((
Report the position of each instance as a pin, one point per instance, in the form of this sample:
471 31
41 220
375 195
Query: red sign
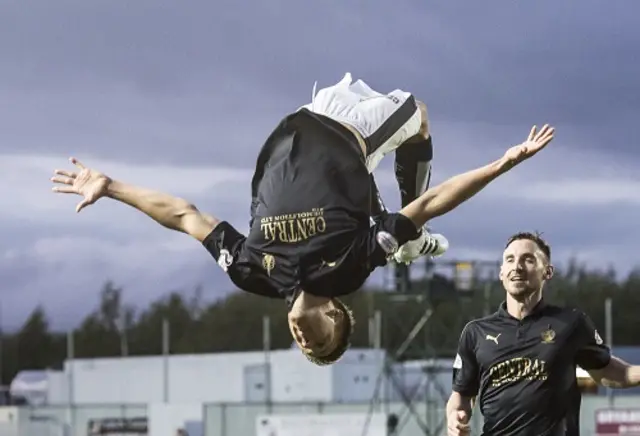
618 422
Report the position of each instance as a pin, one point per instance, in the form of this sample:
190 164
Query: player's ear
549 272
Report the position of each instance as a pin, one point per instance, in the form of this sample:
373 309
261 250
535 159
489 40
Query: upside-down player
311 238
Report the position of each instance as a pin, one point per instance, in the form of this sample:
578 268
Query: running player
311 239
521 361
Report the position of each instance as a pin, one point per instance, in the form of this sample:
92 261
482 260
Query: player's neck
521 308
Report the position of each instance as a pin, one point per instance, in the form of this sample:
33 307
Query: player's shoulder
567 312
475 326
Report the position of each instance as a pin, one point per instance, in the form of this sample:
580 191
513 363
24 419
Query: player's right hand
88 183
458 424
536 141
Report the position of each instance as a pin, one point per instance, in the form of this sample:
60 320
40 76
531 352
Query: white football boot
427 244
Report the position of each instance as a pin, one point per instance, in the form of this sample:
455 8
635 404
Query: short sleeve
592 353
466 375
389 232
227 246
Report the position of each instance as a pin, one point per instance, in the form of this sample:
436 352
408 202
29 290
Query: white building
231 378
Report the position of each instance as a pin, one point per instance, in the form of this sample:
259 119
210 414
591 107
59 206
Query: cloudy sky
179 96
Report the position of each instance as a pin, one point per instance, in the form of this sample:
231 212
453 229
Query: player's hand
87 183
458 424
536 141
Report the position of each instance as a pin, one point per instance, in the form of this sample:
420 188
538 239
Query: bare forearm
165 209
618 374
453 192
628 377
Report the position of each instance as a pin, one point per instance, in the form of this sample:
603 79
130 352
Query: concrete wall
239 419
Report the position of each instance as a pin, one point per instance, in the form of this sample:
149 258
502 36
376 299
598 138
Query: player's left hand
536 141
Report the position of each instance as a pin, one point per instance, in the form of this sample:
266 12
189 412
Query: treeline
235 323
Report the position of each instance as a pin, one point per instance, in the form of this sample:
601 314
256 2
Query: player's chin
520 289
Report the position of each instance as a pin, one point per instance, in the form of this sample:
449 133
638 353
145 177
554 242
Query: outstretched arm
171 212
618 374
453 192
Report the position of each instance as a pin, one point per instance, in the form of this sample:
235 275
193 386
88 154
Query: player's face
313 328
524 269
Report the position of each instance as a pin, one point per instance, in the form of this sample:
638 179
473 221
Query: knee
424 118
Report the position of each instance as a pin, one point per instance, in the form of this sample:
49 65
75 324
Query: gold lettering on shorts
292 228
517 369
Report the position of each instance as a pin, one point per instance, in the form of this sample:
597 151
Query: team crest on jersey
548 336
225 259
388 243
268 263
457 363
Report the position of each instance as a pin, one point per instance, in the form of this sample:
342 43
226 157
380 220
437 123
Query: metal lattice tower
467 277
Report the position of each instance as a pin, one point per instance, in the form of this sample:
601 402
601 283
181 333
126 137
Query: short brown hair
344 341
534 237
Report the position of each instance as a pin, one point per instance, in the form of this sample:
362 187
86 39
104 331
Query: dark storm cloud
189 80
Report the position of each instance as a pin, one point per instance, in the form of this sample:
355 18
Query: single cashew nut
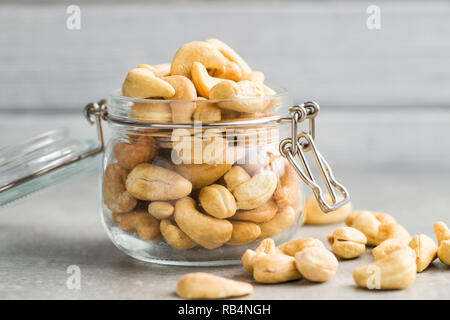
160 209
203 174
244 90
365 222
314 215
292 247
184 90
347 242
316 263
243 232
392 230
149 182
267 246
275 268
256 191
443 236
206 54
202 80
425 249
200 285
206 111
205 230
130 155
395 271
115 195
174 236
263 213
231 55
158 112
217 201
142 83
235 177
141 223
285 218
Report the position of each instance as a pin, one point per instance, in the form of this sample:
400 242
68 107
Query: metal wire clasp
302 142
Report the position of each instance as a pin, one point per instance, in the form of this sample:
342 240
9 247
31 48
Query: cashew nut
141 223
201 285
397 270
365 222
316 263
314 215
425 249
202 80
206 111
292 247
203 174
149 182
206 54
174 236
205 230
392 230
157 112
142 83
263 213
243 232
130 155
217 201
256 191
443 236
347 242
283 219
115 196
247 91
160 209
231 55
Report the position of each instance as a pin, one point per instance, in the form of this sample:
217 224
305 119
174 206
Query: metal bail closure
299 144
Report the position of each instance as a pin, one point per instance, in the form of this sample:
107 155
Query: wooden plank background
318 50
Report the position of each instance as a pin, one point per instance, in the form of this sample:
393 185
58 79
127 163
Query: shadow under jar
200 190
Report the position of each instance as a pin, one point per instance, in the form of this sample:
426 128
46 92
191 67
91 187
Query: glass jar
200 192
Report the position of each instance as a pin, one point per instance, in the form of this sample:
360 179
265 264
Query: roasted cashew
149 182
205 230
347 242
184 90
443 236
316 263
243 232
245 90
217 201
174 236
141 223
206 54
206 111
314 215
160 209
263 213
142 83
425 249
392 230
292 247
256 191
284 218
130 155
115 195
397 270
158 112
231 55
201 285
202 80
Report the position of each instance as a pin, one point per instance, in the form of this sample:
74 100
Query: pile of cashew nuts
206 203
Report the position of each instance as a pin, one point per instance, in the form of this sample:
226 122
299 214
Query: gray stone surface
))
Exercise = This task asks for the data above repeated exactly, without a single picture.

Result of this exercise =
Report the position of each instance as a pin, one point per instance, in the form of this sample:
471 31
41 220
375 195
Query: red sign
618 422
Report the position of each instance as a pin, one point per instance, in the form of this sample:
190 164
Query: player's ear
549 272
Report the position of each instance as a pin, one point per instance, in the form of this sample:
373 309
261 250
535 159
489 40
Query: upside-down player
311 238
Report the position of each instance as a pin, one point per instance, in the form of this sample:
578 268
Query: running player
311 239
521 361
Report the position of each instance as a pin, one point per instance, in the form of this sample:
92 261
482 260
Query: player's neck
521 308
Report the position of each instance as a pin, one point per instance, in the form of this sample:
33 307
Query: player's shoulder
567 312
475 326
Report the position of each instance as a pin, one point per instance, in the form of this sample:
580 191
513 363
24 419
Query: player's right hand
88 183
458 424
536 141
Report the position of each instance as a pin, one point per instance, in the form of this sample:
60 320
40 76
531 352
Query: white football boot
427 244
Report the position of each instance as a pin, one point per instance, in the form of this sample:
455 8
635 404
Query: short sleeve
592 353
466 375
389 232
227 246
Report the position of each instance as a pin, one point per instance, in the form of this sample:
436 352
408 202
29 290
Query: white building
231 378
Report the position of each instance as a pin, one point per instance, in the form of this sample:
259 119
210 414
591 107
59 206
Query: cloudy sky
179 96
Report the position of each instance as a pin, one point per instance, in the form of this sample:
231 212
453 229
Query: player's hand
87 183
458 424
536 141
Report the position of each instance as a pin, one point per instance, in the form of this sample:
420 188
538 239
Query: bare forearm
165 209
618 374
453 192
628 377
Report the position of each instance as a pin, one point per instance, in the form of this sample:
603 79
130 352
Query: concrete wall
239 419
Report the position of each instance as a pin, one point per instance, in the form of this sample:
149 258
502 36
376 299
598 138
Query: player's left hand
536 141
Report the position of each instance as a pin, one point per instance, in the form of this sample:
266 12
189 412
Query: treeline
235 323
Report the position of each instance as a pin, one point per instance, in the form of this sample:
601 314
256 2
Query: player's chin
520 289
Report the position of each instance as a pin, one point per instance, in the form of this sample:
449 133
638 353
145 177
554 242
Query: outstretched arm
171 212
618 374
453 192
Report the position of each instance as a pin, one point per instance, in the form of this sample:
235 275
193 386
88 154
Query: player's face
313 328
524 269
Report the position of each instance as a pin, one point per instance, in the form of this sample:
638 179
473 221
Query: knee
424 118
Report the position of each instance as a pin, one point per instance, in the form of this sample:
49 65
75 324
Query: gold lettering on shorts
292 228
517 369
Report the position of each instance as a pin, one point per instance, in the form of this sample:
597 151
Query: team crest on jersey
548 336
225 259
388 243
268 263
457 363
Report the position of each instance as a pin, one point per instance, in the form of this sample:
342 43
226 157
380 220
437 123
Query: metal lattice tower
467 277
Report the position of each instance as a pin, one point per instance, in the form of this sample:
601 402
601 283
181 333
126 137
Query: short brown hair
344 341
534 237
Report the position of each instance as a pin, one point per instance, in the form of this sample:
362 187
86 39
104 331
Query: dark storm cloud
189 80
Report the position of each instance as a pin, one point per instance, in the form of this sample:
355 18
Query: single cashew nut
160 209
203 174
244 90
365 222
314 215
292 247
184 90
347 242
316 263
243 232
392 230
149 182
267 246
275 268
256 191
443 236
206 54
202 80
425 249
200 285
206 111
205 230
130 155
395 271
115 195
174 236
263 213
231 55
158 112
217 201
142 83
235 177
141 223
285 218
Report the position of each instance as a pin, one point per instance, in the form of this sample:
400 242
68 107
Query: metal wire clasp
302 142
Report the position of each instance as a pin, one point per instance, in the form of this sample:
342 240
9 247
31 48
Query: cashew nut
141 223
201 285
397 270
365 222
316 263
314 215
425 249
202 80
206 111
292 247
203 174
149 182
206 54
174 236
205 230
392 230
157 112
142 83
263 213
243 232
130 155
217 201
256 191
443 236
347 242
283 219
115 196
247 91
160 209
231 55
Report the position of each instance as a pin, one point per instance, in the form of this sample:
217 224
305 119
174 206
Query: metal bail closure
299 144
Report the position of each instance as a pin, one point per instance, in the form of this sample:
107 155
Query: wooden plank background
318 50
Report the position of each instance as a pin, one point per instance, in the form of this sample:
393 185
58 79
127 163
Query: shadow under jar
200 190
Report the position of each instance as a pin, one point per instance, in the form of this sample:
426 128
46 92
191 67
91 187
Query: glass jar
200 192
Report the position of each instance as a pin, one point per instance, in the form of this sample:
360 179
265 264
Query: roasted cashew
149 182
205 230
347 242
184 90
443 236
316 263
243 232
245 90
217 201
174 236
141 223
206 54
206 111
314 215
160 209
263 213
142 83
425 249
392 230
292 247
256 191
284 218
130 155
115 195
397 270
158 112
231 55
201 285
202 80
Report the position of each instance as a pin, one point per instance, in the form of this sample:
74 100
Query: pile of cashew nuts
206 203
Report the position of each instance as a pin, one point per instance, in the form of this sample:
226 122
299 214
Query: gray stone surface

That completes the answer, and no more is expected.